Input for this task
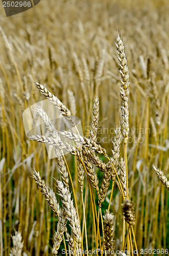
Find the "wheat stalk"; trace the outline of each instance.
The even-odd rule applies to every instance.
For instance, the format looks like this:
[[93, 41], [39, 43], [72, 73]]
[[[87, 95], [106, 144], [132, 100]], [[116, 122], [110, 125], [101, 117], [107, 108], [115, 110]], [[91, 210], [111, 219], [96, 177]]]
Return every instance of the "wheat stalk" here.
[[[104, 219], [104, 239], [105, 239], [105, 249], [108, 251], [114, 251], [115, 247], [114, 246], [114, 215], [106, 210]], [[113, 255], [114, 253], [111, 253], [110, 255]]]
[[62, 204], [65, 210], [67, 219], [70, 222], [70, 226], [75, 241], [80, 245], [82, 238], [80, 232], [79, 219], [77, 217], [77, 211], [74, 206], [73, 201], [71, 200], [71, 195], [66, 187], [64, 187], [61, 181], [57, 181], [57, 187], [59, 195], [62, 199]]
[[37, 172], [35, 169], [33, 169], [33, 178], [37, 185], [41, 189], [41, 193], [44, 195], [47, 204], [51, 207], [52, 210], [55, 212], [57, 217], [59, 216], [59, 205], [56, 199], [55, 193], [53, 189], [50, 188], [41, 180], [39, 173]]
[[23, 242], [21, 242], [22, 237], [21, 233], [15, 231], [15, 236], [12, 237], [13, 241], [13, 248], [11, 249], [10, 256], [21, 256]]
[[165, 187], [169, 190], [169, 181], [167, 181], [163, 172], [160, 169], [157, 168], [154, 164], [153, 164], [153, 167], [158, 179], [160, 180], [162, 184], [164, 185]]

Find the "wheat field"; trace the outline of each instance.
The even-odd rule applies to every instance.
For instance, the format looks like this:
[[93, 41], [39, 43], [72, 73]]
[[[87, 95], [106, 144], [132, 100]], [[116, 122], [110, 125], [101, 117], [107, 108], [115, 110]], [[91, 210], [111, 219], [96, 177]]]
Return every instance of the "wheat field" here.
[[0, 255], [169, 255], [168, 2], [2, 8]]

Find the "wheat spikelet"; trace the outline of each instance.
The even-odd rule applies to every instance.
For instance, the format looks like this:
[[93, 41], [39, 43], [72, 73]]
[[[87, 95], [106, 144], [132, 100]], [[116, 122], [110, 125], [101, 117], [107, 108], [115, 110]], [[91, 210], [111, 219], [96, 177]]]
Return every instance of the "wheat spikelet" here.
[[101, 205], [104, 201], [109, 187], [112, 173], [111, 170], [106, 169], [104, 173], [104, 176], [101, 187], [100, 188], [100, 195], [99, 198], [98, 203]]
[[42, 84], [34, 82], [36, 87], [39, 89], [42, 94], [45, 96], [56, 108], [57, 108], [61, 114], [71, 124], [75, 126], [75, 118], [71, 115], [70, 111], [67, 109], [65, 105], [55, 95], [51, 93]]
[[[105, 239], [105, 248], [106, 250], [114, 251], [114, 216], [113, 214], [106, 210], [106, 214], [103, 216], [104, 219], [104, 235]], [[113, 255], [111, 253], [110, 255]]]
[[87, 155], [85, 152], [85, 150], [83, 150], [83, 152], [84, 152], [83, 154], [84, 162], [87, 171], [89, 179], [91, 184], [96, 190], [98, 197], [99, 197], [99, 188], [98, 187], [99, 179], [93, 167], [92, 166], [90, 160], [89, 160]]
[[106, 164], [106, 167], [110, 168], [113, 163], [114, 167], [116, 169], [118, 164], [118, 159], [119, 157], [119, 150], [121, 143], [121, 132], [120, 126], [114, 131], [115, 138], [114, 142], [113, 142], [113, 148], [112, 150], [112, 156], [110, 158], [111, 161]]
[[[68, 245], [70, 251], [73, 252], [74, 251], [74, 241], [72, 237], [69, 235], [68, 233], [66, 232], [66, 237], [67, 238], [67, 241], [68, 242]], [[74, 253], [73, 255], [75, 255]]]
[[165, 187], [169, 190], [169, 181], [167, 181], [167, 178], [164, 175], [163, 172], [160, 170], [160, 169], [157, 168], [154, 164], [153, 164], [153, 167], [157, 175], [157, 177], [163, 185], [164, 185]]
[[12, 237], [13, 241], [13, 248], [11, 249], [10, 256], [21, 256], [23, 242], [21, 242], [22, 237], [21, 233], [15, 231], [14, 236]]
[[80, 183], [80, 185], [81, 187], [81, 192], [83, 192], [83, 180], [84, 180], [84, 169], [82, 163], [78, 159], [78, 180]]
[[68, 174], [68, 172], [66, 170], [65, 162], [63, 160], [62, 155], [61, 154], [60, 150], [58, 150], [55, 148], [55, 152], [63, 182], [69, 191]]
[[123, 204], [123, 210], [125, 221], [130, 226], [135, 224], [135, 217], [134, 205], [129, 199], [125, 199]]
[[106, 154], [106, 151], [104, 148], [89, 139], [66, 131], [60, 131], [59, 133], [63, 137], [65, 137], [70, 140], [73, 140], [76, 142], [82, 144], [91, 150], [94, 150], [98, 153]]
[[57, 202], [55, 193], [53, 189], [50, 188], [45, 185], [43, 180], [41, 180], [39, 173], [37, 172], [35, 168], [33, 169], [33, 177], [37, 185], [40, 188], [41, 193], [44, 196], [44, 198], [47, 204], [51, 207], [52, 210], [55, 212], [56, 216], [59, 215], [59, 205]]
[[70, 104], [70, 109], [73, 116], [76, 115], [76, 106], [75, 98], [72, 91], [67, 90], [68, 99]]
[[55, 232], [54, 235], [54, 244], [52, 249], [52, 253], [54, 255], [58, 254], [60, 244], [63, 239], [62, 235], [64, 232], [66, 230], [66, 223], [65, 212], [62, 209], [61, 209], [57, 225], [57, 231]]
[[94, 105], [92, 113], [92, 119], [90, 125], [89, 138], [93, 141], [95, 141], [99, 123], [99, 100], [98, 97], [96, 97], [94, 100]]
[[99, 168], [101, 169], [102, 172], [104, 172], [106, 169], [106, 164], [103, 162], [102, 159], [101, 159], [98, 155], [95, 155], [94, 152], [92, 150], [89, 150], [86, 149], [85, 150], [85, 153], [87, 154], [88, 157], [91, 159], [93, 164]]
[[67, 188], [64, 186], [63, 183], [61, 181], [57, 181], [57, 183], [59, 195], [62, 199], [62, 205], [66, 218], [70, 222], [70, 226], [75, 240], [80, 246], [82, 240], [80, 222], [77, 217], [76, 210], [74, 206], [73, 200], [71, 200], [71, 195]]
[[47, 143], [52, 146], [55, 146], [61, 150], [65, 150], [73, 156], [77, 155], [77, 153], [76, 150], [73, 146], [69, 145], [66, 142], [63, 143], [61, 140], [58, 140], [53, 138], [40, 135], [31, 135], [29, 138], [39, 142]]
[[127, 144], [129, 133], [128, 100], [129, 95], [129, 72], [127, 62], [127, 58], [124, 51], [124, 46], [122, 40], [117, 33], [116, 43], [118, 59], [119, 60], [119, 72], [121, 75], [121, 86], [119, 89], [122, 98], [122, 111], [123, 128], [122, 134], [124, 143]]
[[121, 182], [123, 193], [125, 198], [127, 197], [127, 186], [126, 186], [126, 172], [125, 168], [125, 162], [122, 157], [119, 163], [119, 179]]
[[36, 108], [37, 113], [42, 119], [43, 123], [50, 133], [50, 135], [56, 139], [60, 140], [59, 136], [56, 130], [54, 125], [52, 123], [51, 118], [48, 116], [46, 112], [44, 111], [40, 106], [40, 105], [38, 105]]

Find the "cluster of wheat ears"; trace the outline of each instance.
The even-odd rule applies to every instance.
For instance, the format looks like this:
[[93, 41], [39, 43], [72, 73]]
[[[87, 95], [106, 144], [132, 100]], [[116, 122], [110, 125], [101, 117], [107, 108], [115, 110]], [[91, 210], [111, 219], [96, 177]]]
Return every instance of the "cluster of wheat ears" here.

Task prompt
Reproduce all of the entries above word for word, omitting the pictures.

Solution below
Find the "wheat stalk"; trace the outline of each instance.
The even-odd rule applies to every instance.
For instance, the format looks like this:
[[93, 41], [39, 43], [72, 73]]
[[[87, 95], [106, 144], [132, 100]], [[116, 122], [110, 125], [101, 117], [107, 108], [115, 110]], [[91, 210], [111, 219], [96, 177]]]
Return every instance of the "wheat stalk" here.
[[[104, 219], [104, 239], [105, 239], [105, 249], [108, 251], [114, 251], [115, 247], [114, 246], [114, 215], [106, 210]], [[113, 255], [114, 253], [111, 253], [110, 255]]]
[[62, 204], [65, 210], [67, 219], [70, 222], [70, 226], [75, 241], [80, 245], [82, 238], [80, 232], [79, 219], [77, 217], [77, 211], [74, 206], [73, 201], [71, 200], [71, 195], [66, 187], [64, 187], [61, 181], [57, 181], [57, 187], [59, 195], [62, 199]]
[[37, 172], [35, 169], [33, 169], [33, 178], [37, 185], [41, 189], [41, 193], [44, 195], [47, 204], [51, 207], [52, 210], [55, 212], [57, 217], [59, 216], [59, 205], [56, 199], [55, 193], [53, 189], [50, 188], [41, 180], [39, 173]]
[[23, 242], [21, 242], [22, 237], [21, 233], [15, 231], [15, 236], [12, 237], [13, 241], [13, 248], [11, 249], [10, 256], [21, 256]]
[[165, 187], [169, 190], [169, 181], [167, 181], [163, 172], [160, 169], [157, 168], [154, 164], [153, 164], [153, 167], [158, 179], [160, 180], [162, 184], [164, 185]]

Find the "wheat field"; trace the outline of each instance.
The even-odd rule applies to every instance.
For instance, the format looks like this:
[[93, 41], [39, 43], [72, 73]]
[[[87, 95], [106, 144], [132, 100]], [[116, 122], [110, 125], [101, 117], [107, 108], [115, 110]], [[91, 210], [111, 219], [96, 177]]]
Return every instance of the "wheat field" here.
[[0, 255], [169, 255], [168, 2], [2, 8]]

Find the "wheat spikelet"; trace the outline of each instance.
The even-odd rule applies to every instance.
For instance, the format looks like this:
[[93, 41], [39, 43], [72, 73]]
[[[87, 95], [106, 144], [132, 100]], [[116, 122], [110, 125], [101, 117], [107, 108], [115, 110]], [[91, 210], [111, 219], [96, 177]]]
Return every instance of the "wheat spikelet" here.
[[101, 205], [104, 201], [109, 187], [112, 173], [111, 170], [106, 169], [104, 173], [104, 176], [101, 187], [100, 188], [100, 195], [99, 198], [98, 203]]
[[42, 84], [34, 82], [36, 87], [39, 89], [42, 94], [45, 96], [56, 108], [57, 108], [61, 114], [71, 124], [75, 126], [75, 118], [71, 115], [70, 111], [67, 109], [65, 105], [55, 95], [51, 93]]
[[[105, 239], [105, 248], [106, 250], [114, 251], [114, 216], [113, 214], [106, 210], [106, 214], [103, 216], [104, 219], [104, 235]], [[113, 255], [111, 253], [110, 255]]]
[[87, 155], [85, 152], [85, 150], [83, 150], [83, 152], [84, 152], [83, 154], [84, 162], [87, 171], [89, 179], [91, 184], [96, 190], [98, 197], [99, 197], [99, 188], [98, 187], [99, 179], [93, 167], [92, 166], [90, 160], [89, 160]]
[[106, 164], [106, 167], [110, 168], [113, 163], [114, 167], [116, 169], [118, 164], [118, 159], [119, 157], [119, 150], [121, 143], [121, 132], [120, 126], [114, 131], [115, 138], [114, 142], [113, 142], [113, 148], [112, 150], [112, 156], [110, 158], [111, 161]]
[[[68, 245], [70, 251], [73, 252], [74, 251], [74, 241], [72, 237], [69, 235], [68, 233], [66, 232], [66, 237], [67, 238], [67, 241], [68, 242]], [[74, 253], [73, 255], [75, 255]]]
[[165, 187], [169, 190], [169, 181], [167, 181], [167, 178], [164, 175], [163, 172], [160, 170], [160, 169], [157, 168], [154, 164], [153, 164], [153, 167], [157, 175], [157, 177], [163, 185], [164, 185]]
[[12, 237], [13, 241], [13, 248], [11, 249], [10, 256], [21, 256], [23, 242], [21, 242], [22, 237], [21, 233], [15, 231], [14, 236]]
[[80, 183], [80, 185], [81, 187], [81, 192], [83, 192], [83, 180], [84, 180], [84, 169], [82, 163], [78, 159], [78, 180]]
[[68, 174], [68, 172], [66, 170], [65, 162], [63, 160], [62, 155], [61, 154], [60, 150], [58, 150], [55, 148], [55, 152], [63, 182], [69, 191]]
[[123, 204], [123, 210], [125, 221], [130, 226], [135, 224], [135, 217], [134, 205], [129, 199], [125, 199]]
[[106, 154], [106, 151], [104, 148], [89, 139], [66, 131], [60, 131], [59, 133], [63, 137], [65, 137], [70, 140], [73, 140], [76, 142], [82, 144], [91, 150], [94, 150], [98, 153]]
[[57, 202], [55, 193], [53, 189], [50, 188], [45, 185], [43, 180], [41, 180], [39, 173], [37, 172], [35, 168], [33, 169], [33, 177], [37, 185], [40, 188], [41, 193], [44, 196], [44, 198], [47, 204], [51, 207], [52, 210], [55, 212], [56, 216], [59, 215], [59, 205]]
[[70, 104], [70, 109], [73, 116], [76, 115], [76, 106], [75, 98], [72, 91], [67, 90], [68, 99]]
[[55, 232], [54, 235], [54, 244], [52, 249], [52, 253], [54, 255], [58, 254], [60, 244], [63, 239], [62, 235], [64, 232], [66, 230], [66, 223], [65, 212], [62, 209], [61, 209], [57, 225], [57, 231]]
[[94, 105], [92, 113], [92, 119], [90, 125], [89, 138], [93, 141], [95, 141], [99, 123], [99, 100], [98, 97], [96, 97], [94, 100]]
[[99, 168], [101, 169], [102, 172], [104, 172], [106, 169], [106, 164], [103, 162], [102, 159], [101, 159], [98, 155], [95, 155], [94, 152], [92, 150], [89, 150], [86, 149], [85, 150], [85, 153], [87, 154], [88, 157], [91, 159], [93, 164]]
[[67, 188], [64, 186], [63, 183], [61, 181], [57, 181], [57, 183], [59, 195], [62, 199], [62, 205], [66, 218], [70, 222], [70, 226], [75, 240], [80, 246], [82, 240], [80, 222], [77, 217], [76, 210], [74, 206], [73, 200], [71, 200], [71, 195]]
[[47, 143], [52, 146], [55, 146], [61, 150], [65, 150], [73, 156], [77, 155], [77, 153], [76, 150], [73, 146], [69, 145], [66, 142], [63, 143], [61, 140], [58, 140], [53, 138], [40, 135], [31, 135], [29, 138], [39, 142]]
[[127, 144], [129, 133], [128, 100], [129, 95], [129, 72], [127, 62], [127, 58], [124, 51], [124, 46], [122, 40], [117, 33], [116, 43], [118, 59], [119, 60], [119, 72], [121, 75], [121, 86], [119, 89], [122, 98], [122, 111], [123, 128], [122, 134], [124, 143]]
[[121, 182], [123, 193], [125, 198], [127, 197], [127, 186], [126, 186], [126, 172], [125, 168], [125, 162], [122, 157], [119, 163], [119, 179]]
[[36, 108], [37, 113], [42, 119], [43, 123], [50, 133], [50, 135], [56, 139], [60, 140], [59, 136], [56, 130], [54, 125], [52, 123], [51, 118], [48, 116], [46, 112], [44, 111], [40, 106], [40, 105], [38, 105]]

Find the "cluster of wheat ears"; trace the outline of each instance.
The even-odd rule applies to every instance.
For instance, the format looks like this:
[[93, 41], [39, 43], [72, 73]]
[[[87, 95], [106, 144], [132, 100]], [[116, 122], [110, 125], [101, 117], [107, 108], [115, 110]], [[91, 210], [111, 219], [96, 177]]]
Return every instance of the "cluster of wheat ears" here.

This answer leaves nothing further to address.